*Reading text*:
The AIDS Resource Center of Wisconsin opened a new HIV medical facility in Madison Tuesday, which is World AIDS Day.
The facility will be operated in partnership with University of Wisconsin Health, and with the physicians working through the Madison office of the AIDS Resource Center at 600 Williamson Street, Mike Gifford, AIDS Resource Center of Wisconsin president, said.
The facility will provide treatment for HIV/AIDS, dental care and mental health care, according to a resource center statement.
Many patients face barriers to treatment, such as a lack of housing or employment, so the center will also offer services such as legal representation and housing assistance to help address these obstacles, Gifford said.
“We are really excited to open this center,” Gifford said. “It brings together medical care, health services and social services.”
The new facility will also offer a new preventative treatment called pre-exposure prophylaxis. In this treatment, individuals who are at a very high risk of contracting HIV but still test negative are prescribed the same medicines as those already diagnosed.
This treatment has proven to be more than 90 percent effective in preventing new HIV infections, Gifford said.
At the end of 2014, just less than 7,000 individuals living in Wisconsin had been diagnosed with HIV, but it is estimated that the real number is more than 8,000 due to undiagnosed cases, according to the Wisconsin Department of Health Services.
There were 226 new cases diagnosed in 2014, according to the Wisconsin Department of Health Services. Milwaukee County had the highest number of diagnoses, and Dane County came in second.
Of the individuals diagnosed with HIV, a disproportionately large percentage of them were individuals belonging to ethnic minorities — 67 percent were ethnic minorities despite minorities making up only 17 percent of Wisconsin’s population, according to the Wisconsin Department of Health Services.
The AIDS Resource Center currently serves around 3,500 affected individuals throughout Wisconsin, Gifford said. The other individuals who receive care are treated by UW Health, other academic institutions or medical health care providers.
“The opening of new medical homes in Madison and our ongoing dedication to expanding HIV prevention and testing services to all who need them everywhere in Wisconsin are just two of the ways we mark this solemn and important day,” Gifford said in the statement.

*Exercise tasks*:
1) Restate the article on the Madison HIV facility from "There were 226" to "health care providers.", substituting "Waukesha County" for "Dane County".
2) Using the article on the Madison HIV facility, answer yes or no to each statement below and quote the words that decide it. (a) The facility will offer dental care. (b) Dane County had the highest number of HIV diagnoses. (c) The AIDS Resource Center serves around 8,000 individuals.

*Extracted data*:
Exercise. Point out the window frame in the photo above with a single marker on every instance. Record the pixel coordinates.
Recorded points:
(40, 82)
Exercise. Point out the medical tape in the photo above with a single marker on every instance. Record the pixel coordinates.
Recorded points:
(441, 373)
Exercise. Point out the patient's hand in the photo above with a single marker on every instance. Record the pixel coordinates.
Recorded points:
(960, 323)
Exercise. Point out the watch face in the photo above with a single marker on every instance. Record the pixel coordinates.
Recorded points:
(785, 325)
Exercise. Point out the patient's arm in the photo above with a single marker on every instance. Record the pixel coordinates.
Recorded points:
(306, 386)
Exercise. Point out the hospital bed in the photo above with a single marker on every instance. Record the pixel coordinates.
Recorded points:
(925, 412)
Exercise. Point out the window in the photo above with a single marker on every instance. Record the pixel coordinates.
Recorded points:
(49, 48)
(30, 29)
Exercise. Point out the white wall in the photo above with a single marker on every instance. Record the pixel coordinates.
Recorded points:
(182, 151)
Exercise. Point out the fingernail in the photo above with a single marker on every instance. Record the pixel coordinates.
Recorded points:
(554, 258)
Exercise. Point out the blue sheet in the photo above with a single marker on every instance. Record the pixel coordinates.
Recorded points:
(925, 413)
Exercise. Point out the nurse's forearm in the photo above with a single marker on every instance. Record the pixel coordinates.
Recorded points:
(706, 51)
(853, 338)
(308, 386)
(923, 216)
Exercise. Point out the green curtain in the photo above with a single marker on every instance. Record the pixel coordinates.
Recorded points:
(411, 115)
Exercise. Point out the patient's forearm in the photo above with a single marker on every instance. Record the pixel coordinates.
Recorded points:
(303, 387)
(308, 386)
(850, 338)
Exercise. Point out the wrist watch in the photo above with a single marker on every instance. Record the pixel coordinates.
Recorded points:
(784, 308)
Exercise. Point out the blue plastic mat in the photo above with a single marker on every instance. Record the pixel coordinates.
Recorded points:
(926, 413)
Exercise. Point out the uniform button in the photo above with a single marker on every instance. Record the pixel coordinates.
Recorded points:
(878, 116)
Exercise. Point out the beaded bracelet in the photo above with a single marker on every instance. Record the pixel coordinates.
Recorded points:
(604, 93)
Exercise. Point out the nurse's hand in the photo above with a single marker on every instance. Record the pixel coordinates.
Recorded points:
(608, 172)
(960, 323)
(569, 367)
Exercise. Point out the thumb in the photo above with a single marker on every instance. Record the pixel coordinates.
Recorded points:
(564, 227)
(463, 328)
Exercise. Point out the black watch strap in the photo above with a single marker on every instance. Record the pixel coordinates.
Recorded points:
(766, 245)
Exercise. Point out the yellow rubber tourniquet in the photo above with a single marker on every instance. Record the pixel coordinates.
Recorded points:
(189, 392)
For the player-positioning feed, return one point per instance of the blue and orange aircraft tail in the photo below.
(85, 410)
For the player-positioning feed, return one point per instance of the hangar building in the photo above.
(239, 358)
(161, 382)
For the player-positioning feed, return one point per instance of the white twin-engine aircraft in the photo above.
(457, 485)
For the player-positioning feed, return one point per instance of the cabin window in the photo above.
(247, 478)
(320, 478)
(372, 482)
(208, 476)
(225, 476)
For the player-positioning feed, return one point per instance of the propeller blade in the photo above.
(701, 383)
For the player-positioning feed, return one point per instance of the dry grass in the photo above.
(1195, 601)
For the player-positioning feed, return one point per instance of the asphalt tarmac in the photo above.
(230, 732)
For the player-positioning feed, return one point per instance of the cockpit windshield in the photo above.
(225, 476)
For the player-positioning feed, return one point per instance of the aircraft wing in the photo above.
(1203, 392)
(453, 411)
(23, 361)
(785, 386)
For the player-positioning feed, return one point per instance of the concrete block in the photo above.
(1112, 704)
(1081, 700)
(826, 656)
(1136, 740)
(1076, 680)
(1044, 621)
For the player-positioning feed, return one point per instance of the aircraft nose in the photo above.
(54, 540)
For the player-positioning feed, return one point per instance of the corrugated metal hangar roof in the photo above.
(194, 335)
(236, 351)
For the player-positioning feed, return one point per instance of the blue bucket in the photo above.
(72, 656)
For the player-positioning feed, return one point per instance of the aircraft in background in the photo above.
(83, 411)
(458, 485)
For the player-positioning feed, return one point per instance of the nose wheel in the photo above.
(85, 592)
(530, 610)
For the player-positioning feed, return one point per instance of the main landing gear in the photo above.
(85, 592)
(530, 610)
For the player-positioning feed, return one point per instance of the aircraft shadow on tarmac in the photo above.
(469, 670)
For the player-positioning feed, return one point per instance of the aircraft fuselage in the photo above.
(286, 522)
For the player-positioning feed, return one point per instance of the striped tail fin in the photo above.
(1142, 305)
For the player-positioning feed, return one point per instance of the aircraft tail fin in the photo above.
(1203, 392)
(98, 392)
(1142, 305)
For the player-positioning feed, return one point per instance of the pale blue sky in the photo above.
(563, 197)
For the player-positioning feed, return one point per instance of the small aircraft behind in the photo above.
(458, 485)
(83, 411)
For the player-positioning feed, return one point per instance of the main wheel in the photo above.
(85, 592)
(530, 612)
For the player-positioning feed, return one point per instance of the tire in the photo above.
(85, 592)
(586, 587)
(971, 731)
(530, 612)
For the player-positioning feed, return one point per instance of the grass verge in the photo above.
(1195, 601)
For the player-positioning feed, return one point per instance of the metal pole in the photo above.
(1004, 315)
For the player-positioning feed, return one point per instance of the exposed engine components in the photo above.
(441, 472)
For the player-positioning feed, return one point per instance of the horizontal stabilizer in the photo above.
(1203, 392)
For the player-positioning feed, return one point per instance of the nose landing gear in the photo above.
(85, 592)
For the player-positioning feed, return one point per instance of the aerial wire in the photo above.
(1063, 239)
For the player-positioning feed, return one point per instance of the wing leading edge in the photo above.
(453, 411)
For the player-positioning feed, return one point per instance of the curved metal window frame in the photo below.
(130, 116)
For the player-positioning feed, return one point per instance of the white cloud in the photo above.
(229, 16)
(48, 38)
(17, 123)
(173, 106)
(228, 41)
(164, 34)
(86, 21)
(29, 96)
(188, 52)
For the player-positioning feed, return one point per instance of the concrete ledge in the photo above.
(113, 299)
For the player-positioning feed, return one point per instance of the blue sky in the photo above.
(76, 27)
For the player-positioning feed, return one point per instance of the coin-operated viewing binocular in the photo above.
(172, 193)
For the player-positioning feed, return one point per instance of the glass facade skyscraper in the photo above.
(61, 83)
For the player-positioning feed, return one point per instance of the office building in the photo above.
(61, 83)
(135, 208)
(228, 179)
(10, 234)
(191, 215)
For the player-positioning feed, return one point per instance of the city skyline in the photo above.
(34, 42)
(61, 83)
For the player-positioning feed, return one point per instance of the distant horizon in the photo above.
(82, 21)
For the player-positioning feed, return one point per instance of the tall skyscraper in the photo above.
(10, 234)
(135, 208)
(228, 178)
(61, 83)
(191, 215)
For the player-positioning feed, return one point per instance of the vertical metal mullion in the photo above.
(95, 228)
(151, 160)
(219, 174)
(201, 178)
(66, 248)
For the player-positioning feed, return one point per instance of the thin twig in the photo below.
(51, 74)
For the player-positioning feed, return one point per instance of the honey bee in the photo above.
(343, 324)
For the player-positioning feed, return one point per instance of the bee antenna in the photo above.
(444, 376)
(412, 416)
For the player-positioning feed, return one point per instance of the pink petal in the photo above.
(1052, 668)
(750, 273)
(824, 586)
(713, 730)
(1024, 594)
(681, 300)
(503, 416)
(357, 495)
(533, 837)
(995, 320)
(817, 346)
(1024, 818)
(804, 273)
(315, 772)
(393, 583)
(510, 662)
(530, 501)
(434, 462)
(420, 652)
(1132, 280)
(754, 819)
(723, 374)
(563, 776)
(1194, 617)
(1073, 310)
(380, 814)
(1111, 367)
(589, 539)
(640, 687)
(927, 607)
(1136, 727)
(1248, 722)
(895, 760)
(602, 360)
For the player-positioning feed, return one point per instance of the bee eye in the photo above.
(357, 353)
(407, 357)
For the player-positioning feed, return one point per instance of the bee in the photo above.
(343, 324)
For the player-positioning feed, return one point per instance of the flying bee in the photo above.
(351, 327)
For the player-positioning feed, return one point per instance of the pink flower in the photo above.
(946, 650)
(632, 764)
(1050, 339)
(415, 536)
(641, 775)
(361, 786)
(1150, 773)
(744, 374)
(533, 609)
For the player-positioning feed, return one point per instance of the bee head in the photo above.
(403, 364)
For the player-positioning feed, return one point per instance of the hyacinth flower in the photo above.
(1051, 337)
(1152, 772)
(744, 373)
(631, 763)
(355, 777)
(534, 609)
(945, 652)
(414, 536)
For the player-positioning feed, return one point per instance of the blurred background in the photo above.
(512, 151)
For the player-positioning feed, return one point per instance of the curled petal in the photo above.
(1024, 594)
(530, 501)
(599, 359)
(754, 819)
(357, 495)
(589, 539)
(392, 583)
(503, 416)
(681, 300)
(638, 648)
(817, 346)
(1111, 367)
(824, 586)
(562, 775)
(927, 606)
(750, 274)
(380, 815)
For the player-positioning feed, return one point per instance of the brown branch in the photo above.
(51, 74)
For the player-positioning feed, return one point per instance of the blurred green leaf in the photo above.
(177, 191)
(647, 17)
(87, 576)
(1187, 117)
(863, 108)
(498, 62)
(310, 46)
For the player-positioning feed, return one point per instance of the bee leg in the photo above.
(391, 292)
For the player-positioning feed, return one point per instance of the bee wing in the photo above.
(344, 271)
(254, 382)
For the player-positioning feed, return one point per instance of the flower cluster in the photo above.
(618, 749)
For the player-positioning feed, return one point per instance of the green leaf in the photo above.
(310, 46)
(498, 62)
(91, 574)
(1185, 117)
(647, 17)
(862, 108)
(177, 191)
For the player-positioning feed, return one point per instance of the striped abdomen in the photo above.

*Answers given*:
1)
There were 226 new cases diagnosed in 2014, according to the Wisconsin Department of Health Services. Milwaukee County had the highest number of diagnoses, and Waukesha County came in second.
Of the individuals diagnosed with HIV, a disproportionately large percentage of them were individuals belonging to ethnic minorities — 67 percent were ethnic minorities despite minorities making up only 17 percent of Wisconsin’s population, according to the Wisconsin Department of Health Services.
The AIDS Resource Center currently serves around 3,500 affected individuals throughout Wisconsin, Gifford said. The other individuals who receive care are treated by UW Health, other academic institutions or medical health care providers.

2)
(a) Yes: "The facility will provide treatment for HIV/AIDS, dental care and mental health care"
(b) No: "Milwaukee County had the highest number of diagnoses, and Dane County came in second."
(c) No: "The AIDS Resource Center currently serves around 3,500 affected individuals throughout Wisconsin"